Written request:
Collect every line in the items below that contains the string "tree". Case counts, so a line qualifies only when its letters match in case as well.

Entries from a pointing dataset:
────────

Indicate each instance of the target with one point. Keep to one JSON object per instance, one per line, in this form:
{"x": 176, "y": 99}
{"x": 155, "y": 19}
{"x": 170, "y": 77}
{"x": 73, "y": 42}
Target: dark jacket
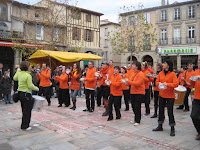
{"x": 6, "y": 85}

────────

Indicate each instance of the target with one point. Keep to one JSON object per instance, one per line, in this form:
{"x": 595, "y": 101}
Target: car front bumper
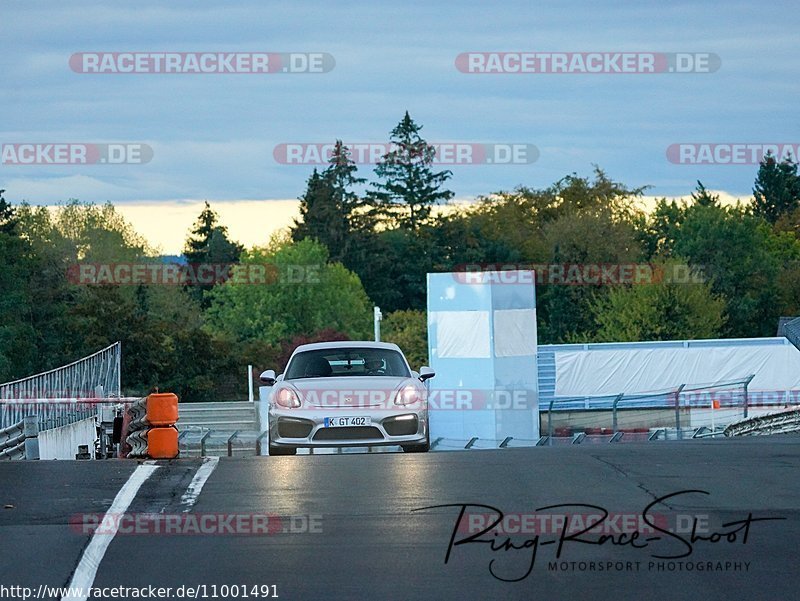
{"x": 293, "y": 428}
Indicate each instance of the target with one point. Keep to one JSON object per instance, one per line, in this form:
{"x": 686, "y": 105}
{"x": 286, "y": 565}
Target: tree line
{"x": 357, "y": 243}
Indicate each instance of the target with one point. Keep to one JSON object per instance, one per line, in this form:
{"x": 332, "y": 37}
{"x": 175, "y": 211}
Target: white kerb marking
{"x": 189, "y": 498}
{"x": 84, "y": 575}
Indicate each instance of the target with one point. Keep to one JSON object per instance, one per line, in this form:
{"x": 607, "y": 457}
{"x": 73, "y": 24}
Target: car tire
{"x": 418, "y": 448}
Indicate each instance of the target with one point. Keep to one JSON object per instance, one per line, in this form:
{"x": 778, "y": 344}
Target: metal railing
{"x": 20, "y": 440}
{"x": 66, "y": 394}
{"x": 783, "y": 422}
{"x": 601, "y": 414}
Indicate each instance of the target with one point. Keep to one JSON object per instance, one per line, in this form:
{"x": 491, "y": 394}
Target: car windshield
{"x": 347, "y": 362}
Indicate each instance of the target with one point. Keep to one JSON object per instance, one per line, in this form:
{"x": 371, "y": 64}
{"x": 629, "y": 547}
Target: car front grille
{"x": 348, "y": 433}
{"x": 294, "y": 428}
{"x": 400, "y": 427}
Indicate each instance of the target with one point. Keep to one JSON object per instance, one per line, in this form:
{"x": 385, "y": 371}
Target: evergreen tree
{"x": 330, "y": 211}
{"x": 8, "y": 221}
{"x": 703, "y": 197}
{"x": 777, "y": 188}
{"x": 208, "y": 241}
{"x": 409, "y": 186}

────────

Exercise result:
Target: tree line
Target: evergreen tree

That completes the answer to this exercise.